### TASK DETAILS
Copy, from the entries below, each line in which the string "trousers" appears.

Dataset entries
┄┄┄┄┄┄
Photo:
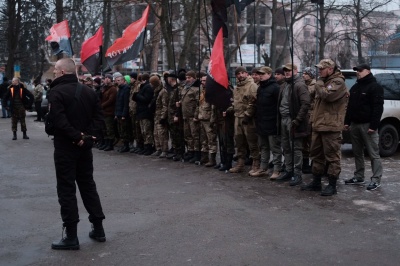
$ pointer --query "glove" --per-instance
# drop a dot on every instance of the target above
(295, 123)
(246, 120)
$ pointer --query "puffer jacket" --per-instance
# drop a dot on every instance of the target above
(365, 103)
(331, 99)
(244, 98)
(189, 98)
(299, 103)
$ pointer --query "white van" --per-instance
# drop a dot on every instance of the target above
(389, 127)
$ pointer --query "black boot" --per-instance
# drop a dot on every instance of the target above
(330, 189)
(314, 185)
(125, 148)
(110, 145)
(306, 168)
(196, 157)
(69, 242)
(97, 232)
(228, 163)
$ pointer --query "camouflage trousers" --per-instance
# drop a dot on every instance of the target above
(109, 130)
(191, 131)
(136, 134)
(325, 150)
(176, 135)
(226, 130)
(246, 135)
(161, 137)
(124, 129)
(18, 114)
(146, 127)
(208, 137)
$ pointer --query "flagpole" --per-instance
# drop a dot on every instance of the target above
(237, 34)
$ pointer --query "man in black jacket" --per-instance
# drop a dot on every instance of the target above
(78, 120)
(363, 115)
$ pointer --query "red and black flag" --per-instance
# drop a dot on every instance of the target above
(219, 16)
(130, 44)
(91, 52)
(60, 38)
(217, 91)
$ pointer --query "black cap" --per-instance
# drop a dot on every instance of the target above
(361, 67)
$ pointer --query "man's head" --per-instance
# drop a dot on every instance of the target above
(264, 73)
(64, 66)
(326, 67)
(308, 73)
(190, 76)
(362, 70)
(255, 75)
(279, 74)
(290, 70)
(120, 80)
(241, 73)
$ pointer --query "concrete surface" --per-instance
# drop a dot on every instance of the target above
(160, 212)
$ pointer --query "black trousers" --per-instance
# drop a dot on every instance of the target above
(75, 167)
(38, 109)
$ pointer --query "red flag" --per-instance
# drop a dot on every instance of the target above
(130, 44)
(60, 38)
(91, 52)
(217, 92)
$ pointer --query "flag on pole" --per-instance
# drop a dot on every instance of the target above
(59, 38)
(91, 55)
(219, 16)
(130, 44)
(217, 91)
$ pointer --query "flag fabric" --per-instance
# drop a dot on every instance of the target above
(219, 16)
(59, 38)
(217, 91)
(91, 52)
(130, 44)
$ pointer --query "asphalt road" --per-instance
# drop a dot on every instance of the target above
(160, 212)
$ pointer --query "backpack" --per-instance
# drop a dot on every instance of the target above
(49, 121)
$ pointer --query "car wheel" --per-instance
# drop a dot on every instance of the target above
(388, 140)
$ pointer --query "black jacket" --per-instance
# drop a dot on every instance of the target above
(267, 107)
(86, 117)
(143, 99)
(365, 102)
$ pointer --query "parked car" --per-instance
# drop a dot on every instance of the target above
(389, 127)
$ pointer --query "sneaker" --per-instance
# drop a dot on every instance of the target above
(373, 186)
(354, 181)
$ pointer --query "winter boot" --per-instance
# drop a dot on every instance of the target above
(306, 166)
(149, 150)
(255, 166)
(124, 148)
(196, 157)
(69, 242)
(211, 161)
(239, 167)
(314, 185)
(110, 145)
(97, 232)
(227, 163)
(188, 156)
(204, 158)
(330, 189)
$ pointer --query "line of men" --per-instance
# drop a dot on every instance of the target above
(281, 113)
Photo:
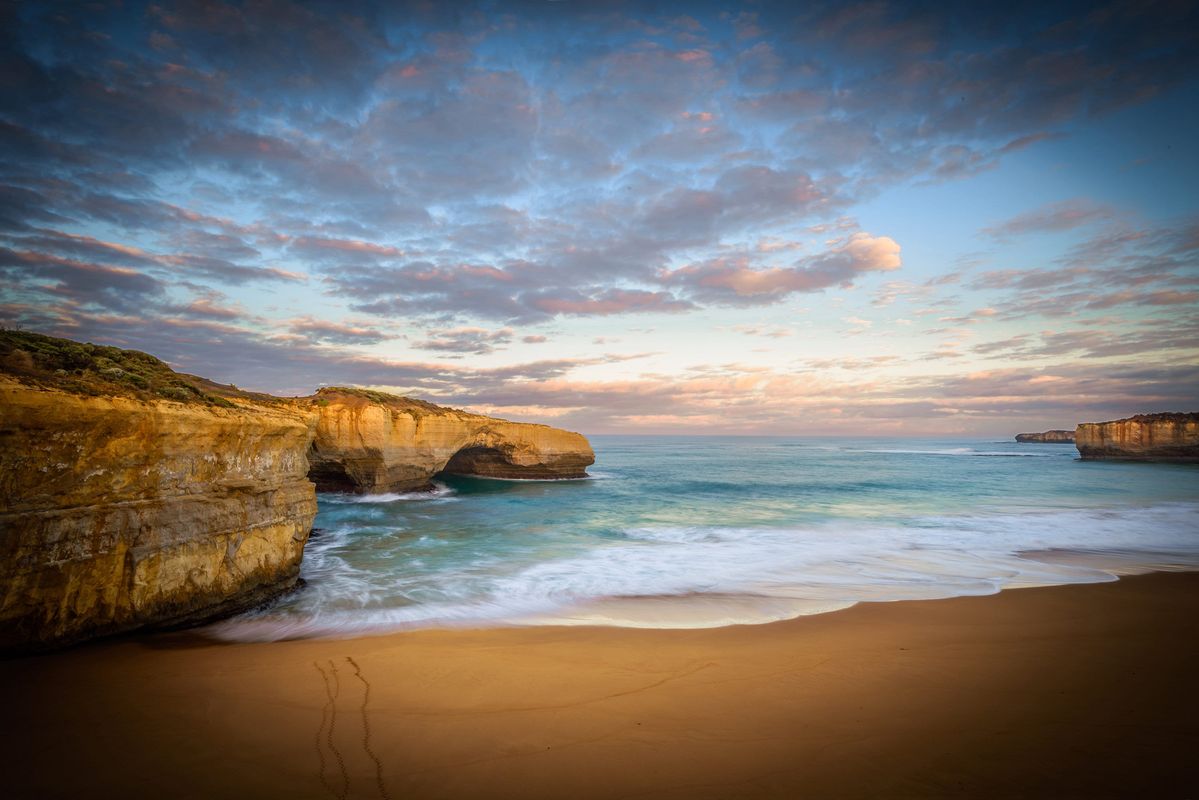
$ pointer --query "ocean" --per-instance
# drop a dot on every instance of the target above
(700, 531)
┄┄┄┄┄┄
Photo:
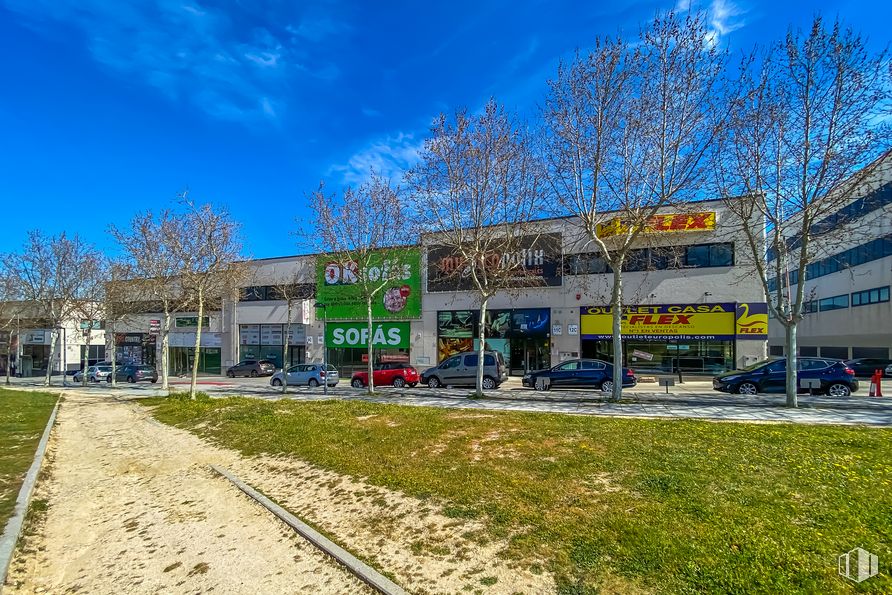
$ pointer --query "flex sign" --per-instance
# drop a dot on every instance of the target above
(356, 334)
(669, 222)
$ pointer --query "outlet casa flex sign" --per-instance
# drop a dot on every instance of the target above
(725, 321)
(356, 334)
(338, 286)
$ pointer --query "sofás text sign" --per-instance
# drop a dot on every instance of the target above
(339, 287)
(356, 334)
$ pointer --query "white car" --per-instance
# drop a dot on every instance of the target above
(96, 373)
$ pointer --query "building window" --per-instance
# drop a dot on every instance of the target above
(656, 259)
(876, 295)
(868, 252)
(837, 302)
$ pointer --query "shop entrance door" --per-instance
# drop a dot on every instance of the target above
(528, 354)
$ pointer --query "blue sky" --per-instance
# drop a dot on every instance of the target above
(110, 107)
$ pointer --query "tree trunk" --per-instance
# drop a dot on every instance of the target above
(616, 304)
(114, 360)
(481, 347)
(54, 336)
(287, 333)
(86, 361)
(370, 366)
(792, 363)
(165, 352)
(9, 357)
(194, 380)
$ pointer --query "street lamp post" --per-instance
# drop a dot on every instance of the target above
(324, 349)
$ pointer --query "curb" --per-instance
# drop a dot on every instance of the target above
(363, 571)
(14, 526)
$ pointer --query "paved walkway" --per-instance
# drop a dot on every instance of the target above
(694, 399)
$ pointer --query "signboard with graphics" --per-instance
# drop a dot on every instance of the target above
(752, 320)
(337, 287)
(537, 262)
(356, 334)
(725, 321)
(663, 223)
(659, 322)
┄┄┄┄┄┄
### RESPONSE TO THE TASK
$ pointer --query "camouflage trousers" --per-instance
$ pointer --query "black trousers" --per-instance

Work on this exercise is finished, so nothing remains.